■ TASK INSTRUCTIONS: Copy out the records below line for line, changing nothing.

■ DATA SECTION:
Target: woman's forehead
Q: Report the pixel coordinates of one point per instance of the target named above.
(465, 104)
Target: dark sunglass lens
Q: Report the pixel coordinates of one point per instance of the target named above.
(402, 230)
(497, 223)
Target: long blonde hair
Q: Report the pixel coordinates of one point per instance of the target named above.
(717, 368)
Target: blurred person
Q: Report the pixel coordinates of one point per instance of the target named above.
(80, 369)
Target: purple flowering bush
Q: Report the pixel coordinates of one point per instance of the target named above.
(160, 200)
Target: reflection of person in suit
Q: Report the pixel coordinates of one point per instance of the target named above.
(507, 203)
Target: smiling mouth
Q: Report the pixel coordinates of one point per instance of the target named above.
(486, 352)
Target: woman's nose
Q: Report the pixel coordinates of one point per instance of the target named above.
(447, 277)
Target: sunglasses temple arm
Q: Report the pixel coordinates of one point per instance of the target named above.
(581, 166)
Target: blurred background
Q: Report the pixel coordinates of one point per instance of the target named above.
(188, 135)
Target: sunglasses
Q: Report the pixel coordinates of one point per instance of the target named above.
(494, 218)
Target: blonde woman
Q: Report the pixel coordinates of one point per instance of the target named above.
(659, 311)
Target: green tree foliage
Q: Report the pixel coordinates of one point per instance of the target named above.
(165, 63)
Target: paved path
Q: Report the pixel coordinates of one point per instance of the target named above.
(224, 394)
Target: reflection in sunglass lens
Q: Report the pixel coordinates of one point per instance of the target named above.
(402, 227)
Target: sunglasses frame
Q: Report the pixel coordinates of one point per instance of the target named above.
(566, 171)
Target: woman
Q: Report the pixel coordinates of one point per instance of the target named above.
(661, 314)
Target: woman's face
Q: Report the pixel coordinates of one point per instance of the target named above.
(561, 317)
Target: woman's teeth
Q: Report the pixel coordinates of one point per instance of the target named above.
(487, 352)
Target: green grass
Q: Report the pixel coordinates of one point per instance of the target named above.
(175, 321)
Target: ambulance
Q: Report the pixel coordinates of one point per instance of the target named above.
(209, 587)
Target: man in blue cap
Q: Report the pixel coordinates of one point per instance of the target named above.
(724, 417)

■ RESPONSE BELOW:
Target: woman's forehead
Q: Report the pixel coordinates of one point per instance of the target named above.
(465, 104)
Target: dark sunglass lens
Q: Report the pixel coordinates of one point per instance of the target named above.
(402, 230)
(497, 223)
Target: long blonde hair
Q: Report the pixel coordinates of one point per instance of the target named above.
(717, 368)
Target: blurred person
Q: Report the pixel coordinates of one point per instance of the target named above.
(80, 369)
Target: purple flowering bush
Q: Report the pixel coordinates of one point per instance of the target named above.
(160, 200)
Target: reflection of person in suit
Q: Report the pixel coordinates of one point per instance of the target named above.
(507, 203)
Target: smiling mouth
Q: Report the pixel coordinates of one point per instance of the target named above.
(486, 352)
Target: woman's nose
Q: Report the pixel coordinates of one point per instance of the target named above.
(447, 277)
Target: sunglasses temple arm
Q: Report the pixel coordinates of one point per instance of the target named above.
(581, 166)
Target: blurred background
Q: Report the pixel coordinates of one point per instance of the target named above.
(188, 135)
Target: sunglasses
Q: Report the pixel coordinates of one point per instance of the target named above.
(494, 218)
Target: blonde woman
Q: Report the pixel coordinates of one point per instance of the target named above.
(659, 311)
Target: green tree foliage
Q: Report the pixel coordinates of one point per instance of the target named above.
(165, 63)
Target: paved path
Q: Report the pixel coordinates of one point per instance of the target named above.
(224, 394)
Target: reflection in sunglass lens
Q: Report the pixel coordinates of one point per instance of the target named above.
(402, 227)
Target: sunglasses frame
Q: Report the pixel coordinates of one point per instance of the target named above.
(566, 171)
Target: woman
Q: Report the pixel coordinates of one point per instance of the target named above.
(661, 314)
Target: woman's face
Q: Report the pixel coordinates of one point per instance of the target named above.
(561, 317)
Target: woman's teeth
Q: Report the pixel coordinates of one point per instance of the target named above.
(487, 352)
Target: green grass
Q: Report the pixel coordinates of one point per instance of the target named above.
(175, 321)
Target: ambulance
Q: Report the pixel coordinates of one point per instance of the target named above.
(209, 587)
Target: man in blue cap
Q: Report the pixel coordinates of one point per instance of the target named above.
(724, 417)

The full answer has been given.